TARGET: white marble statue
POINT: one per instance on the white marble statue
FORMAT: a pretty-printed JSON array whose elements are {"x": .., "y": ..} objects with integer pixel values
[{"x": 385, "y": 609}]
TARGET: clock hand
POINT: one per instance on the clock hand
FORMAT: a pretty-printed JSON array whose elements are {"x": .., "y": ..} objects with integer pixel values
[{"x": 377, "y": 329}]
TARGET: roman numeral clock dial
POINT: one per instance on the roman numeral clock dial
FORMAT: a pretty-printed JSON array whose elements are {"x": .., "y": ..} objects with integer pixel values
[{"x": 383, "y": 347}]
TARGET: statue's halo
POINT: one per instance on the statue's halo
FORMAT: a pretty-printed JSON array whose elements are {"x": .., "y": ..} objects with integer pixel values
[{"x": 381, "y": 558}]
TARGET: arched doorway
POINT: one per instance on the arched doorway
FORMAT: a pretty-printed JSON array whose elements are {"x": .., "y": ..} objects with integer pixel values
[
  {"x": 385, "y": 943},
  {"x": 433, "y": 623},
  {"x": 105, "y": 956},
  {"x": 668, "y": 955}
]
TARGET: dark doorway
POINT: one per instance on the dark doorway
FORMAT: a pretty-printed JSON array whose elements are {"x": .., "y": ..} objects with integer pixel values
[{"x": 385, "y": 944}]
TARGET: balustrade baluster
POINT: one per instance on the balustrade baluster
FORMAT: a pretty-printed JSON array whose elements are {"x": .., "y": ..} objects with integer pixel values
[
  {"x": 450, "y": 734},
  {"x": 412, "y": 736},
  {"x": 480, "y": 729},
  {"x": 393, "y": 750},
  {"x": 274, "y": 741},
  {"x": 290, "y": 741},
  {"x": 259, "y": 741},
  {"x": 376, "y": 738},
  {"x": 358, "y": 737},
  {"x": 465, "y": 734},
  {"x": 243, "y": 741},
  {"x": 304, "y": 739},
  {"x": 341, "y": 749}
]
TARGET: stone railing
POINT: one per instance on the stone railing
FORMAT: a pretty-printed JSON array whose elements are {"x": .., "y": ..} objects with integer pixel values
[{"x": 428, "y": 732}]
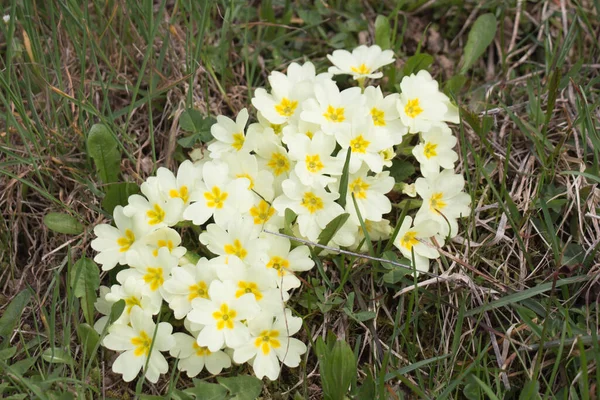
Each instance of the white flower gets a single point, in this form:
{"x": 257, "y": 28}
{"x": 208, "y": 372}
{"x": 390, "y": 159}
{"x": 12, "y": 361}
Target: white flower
{"x": 182, "y": 186}
{"x": 409, "y": 242}
{"x": 113, "y": 244}
{"x": 315, "y": 207}
{"x": 219, "y": 196}
{"x": 187, "y": 283}
{"x": 165, "y": 237}
{"x": 361, "y": 63}
{"x": 151, "y": 271}
{"x": 313, "y": 159}
{"x": 384, "y": 114}
{"x": 364, "y": 143}
{"x": 435, "y": 150}
{"x": 137, "y": 341}
{"x": 443, "y": 200}
{"x": 157, "y": 210}
{"x": 221, "y": 316}
{"x": 241, "y": 239}
{"x": 332, "y": 109}
{"x": 193, "y": 358}
{"x": 229, "y": 135}
{"x": 271, "y": 344}
{"x": 282, "y": 263}
{"x": 422, "y": 105}
{"x": 370, "y": 194}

*Given instruction*. Write out all of the material above line for line, omitting the pictures.

*Correct output*.
TARGET: white marble statue
POINT: one per instance on the white marble statue
FORMAT: a pretty-printed JSON array whose elements are {"x": .., "y": ..} objects with integer pixel values
[{"x": 385, "y": 609}]
TARGET: clock hand
POINT: one per instance on the clock hand
FORMAT: a pretty-printed JSON array whose elements are {"x": .., "y": ..} objects with integer pixel values
[{"x": 377, "y": 329}]
TARGET: roman numeral clock dial
POINT: one per instance on the roman numeral clock dial
FORMAT: a pretty-printed JSON array whose elements are {"x": .., "y": ..} objects with integer pixel values
[{"x": 383, "y": 347}]
TARGET: statue's halo
POINT: one per instance on the statue's halo
FORMAT: a pretty-printed JSON array whose elements are {"x": .., "y": ..} objects with integer pixel values
[{"x": 381, "y": 558}]
TARGET: arched doorway
POINT: one per instance on the arched doorway
FORMAT: a pretty-printed JSON array whose elements are {"x": .., "y": ..} objects with integer pixel values
[
  {"x": 385, "y": 943},
  {"x": 433, "y": 623},
  {"x": 105, "y": 956},
  {"x": 668, "y": 955}
]
TARGET: dark doorway
POINT: one per instance on the dark doorway
FORMAT: a pretty-printed JSON array whose elements are {"x": .., "y": ..} objects with integer pixel values
[{"x": 385, "y": 944}]
TARGET: balustrade baluster
POINT: one per instance on the balustrade baluster
FORMAT: a pretty-printed JSON array whose elements are {"x": .., "y": ..} objects with integer pixel values
[
  {"x": 450, "y": 734},
  {"x": 412, "y": 736},
  {"x": 480, "y": 729},
  {"x": 393, "y": 750},
  {"x": 274, "y": 741},
  {"x": 290, "y": 741},
  {"x": 259, "y": 741},
  {"x": 376, "y": 738},
  {"x": 358, "y": 737},
  {"x": 465, "y": 734},
  {"x": 243, "y": 741},
  {"x": 304, "y": 739},
  {"x": 341, "y": 749}
]
TARGET: stone railing
POINT: one per instance on the stone railing
FORMAT: a pretty-printed JSON array whose elements are {"x": .., "y": ..} objects with integer pixel values
[{"x": 428, "y": 732}]
Each instance of the white flower gets a single point, in this form:
{"x": 257, "y": 28}
{"x": 208, "y": 372}
{"x": 390, "y": 159}
{"x": 12, "y": 361}
Target: white flower
{"x": 182, "y": 186}
{"x": 409, "y": 242}
{"x": 113, "y": 244}
{"x": 315, "y": 207}
{"x": 219, "y": 196}
{"x": 187, "y": 283}
{"x": 165, "y": 237}
{"x": 361, "y": 63}
{"x": 151, "y": 271}
{"x": 313, "y": 159}
{"x": 384, "y": 114}
{"x": 364, "y": 143}
{"x": 435, "y": 150}
{"x": 137, "y": 341}
{"x": 443, "y": 200}
{"x": 157, "y": 210}
{"x": 221, "y": 316}
{"x": 241, "y": 239}
{"x": 332, "y": 109}
{"x": 193, "y": 358}
{"x": 229, "y": 135}
{"x": 271, "y": 344}
{"x": 282, "y": 263}
{"x": 422, "y": 105}
{"x": 370, "y": 194}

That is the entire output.